### [Bloco de texto]
────

Até quando não quer, o terceiro mandato do presidente Luiz Inácio Lula da Silva é cada vez mais parecido com a gestão de Dilma Rousseff, incluindo o tipo de desafio a ser enfrentado. Ultimamente, o grande problema do governo é produzir um pacote de corte de gastos públicos para apaziguar os ânimos do mercado financeiro. Se voltarmos no tempo, vamos lembrar que, no início do segundo mandato de Dilma, o ministro da Fazenda era Joaquim Levy e uma de suas propostas iniciais foi a de desenhar um ajuste fiscal que tiraria R$ 26 bilhões do orçamento federal.
Como na proposta de Levy, o governo discute contingências e cortes um tanto superficiais. Mas um ponto chama a atenção: a mudanças de regras no seguro-desemprego, que já deixou os deputados da base petista muito desconfortáveis. Naquela época, as medidas restringiram o acesso ao benefício e deixaram um contingente de dois milhões de pessoas sem condições de pedir o seguro. O ministro chegou a dar uma entrevista ao jornal “Financial Times”, na época, dizendo que o seguro-desemprego estava “ultrapassado”.
Com o descontentamento da esquerda – sem contar no impacto eleitoral temido pelos deputados – o pacote acabou passando raspando no Congresso, com 252 votos a favor e 227 contra. Mesmo assim, o texto aprovado foi constantemente diluído até chegar à versão final. O resultado é que a economia esperada de R$ 26 bilhões ficou muito aquém da meta.
Em 2015, o termo “Faria Lima” ainda não existia. Mas o mercado financeiro já pressionava o governo por contra do descontrole fiscal. Foi por isso que Dilma resolveu escolher Joaquim Levy para comandar a economia e tentar arrumar as finanças estatais, desequilibradas por um déficit público crescente.

────

### [Seção de dados]

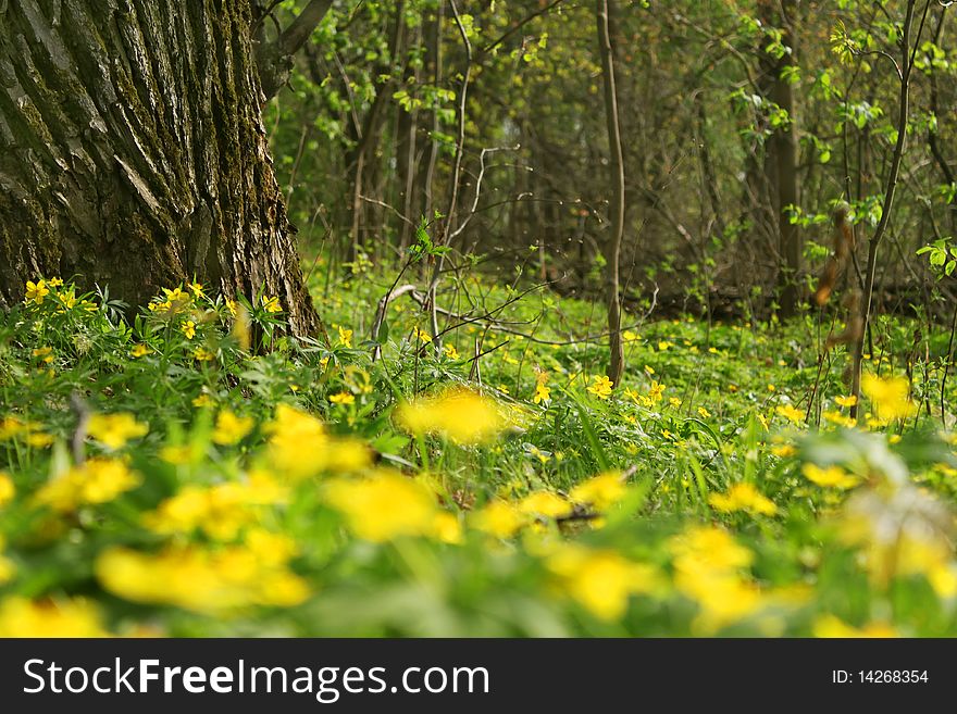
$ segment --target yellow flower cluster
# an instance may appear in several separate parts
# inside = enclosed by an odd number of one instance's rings
[[[36,492],[34,500],[60,513],[84,504],[107,503],[136,488],[140,477],[117,459],[90,459],[54,476]]]
[[[285,503],[288,496],[270,475],[253,472],[246,481],[186,486],[145,514],[144,525],[163,535],[199,529],[214,540],[233,540],[259,522],[258,506]]]
[[[120,598],[208,614],[303,602],[310,588],[288,569],[289,549],[276,550],[269,539],[260,548],[250,541],[213,550],[170,547],[158,553],[111,548],[97,559],[96,575]]]
[[[409,477],[380,471],[363,479],[344,477],[323,487],[326,501],[346,517],[359,538],[384,542],[401,536],[437,537],[458,542],[458,519],[439,511],[434,493]]]
[[[265,463],[293,480],[323,471],[359,472],[372,463],[363,442],[333,437],[318,418],[288,404],[276,408],[266,431],[271,436]]]
[[[136,421],[128,412],[117,414],[94,414],[87,424],[87,433],[108,446],[110,449],[121,449],[130,439],[146,436],[149,426]]]
[[[753,484],[735,484],[726,493],[711,493],[708,502],[716,511],[733,513],[743,511],[756,515],[774,515],[778,506],[763,496]]]
[[[488,441],[507,426],[494,400],[467,389],[405,403],[396,421],[410,434],[439,434],[463,444]]]
[[[699,634],[713,632],[760,606],[760,591],[741,574],[754,554],[728,531],[696,526],[672,538],[669,547],[675,588],[700,607],[693,623]]]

────

### [Requisitos da tarefa]
Você pode continuar o texto sobre o corte de gastos do governo a partir do ponto em que ele termina? As linhas acima não são necessárias.

### [Resultado]
Teme-se, agora, que o esforço do atual ministro, Fernando Haddad, tenha um destino semelhante ao de Levy: muita discussão e poucos efeitos práticos. Essa desconfiança existe porque, como em 2015, quem está comandando o show não quer cortar gastos. O Lula de 2024 resiste ao máximo a essa ideia e já avisou que vai promulgar as medidas quando julgar apropriado, para tentar esfriar os agentes financeiros.
O que o presidente está fazendo, no entanto, é procrastinar uma decisão importante. Economistas e banqueiros não vão se esquecer dos desafios fiscais do governo apenas porque Lula quer diminuir a importância do tema. A cotação do dólar continua alta até por conta dessa indefinição.
Há, no entanto, uma diferença crucial entre o cenário atual e o de nove anos atrás. Naquele momento, não havia as chamadas emendas de relator – ou seja, o Parlamento não tinha ingerência direta sobre o orçamento, como tem hoje. Portanto, de nada vai adiantar cortar na carne do Executivo se houver gordura de sobra no Legislativo.
Por isso, muitos deputados cogitam não votar a lei que autoriza os gastos do governo em 2025, que depende da aprovação do Congresso. O que motivou essa ameaça foi o bloqueio imposto pelo ministro Flávio Dino, do Supremo Tribunal Federal, que proibiu o repasse de emendas desde agosto. Mas o movimento ganhou tração após a fala de Lula criticando os parlamentares por não fazerem sua parte e diminuírem a verba destinada aos estados e municípios através do Parlamento.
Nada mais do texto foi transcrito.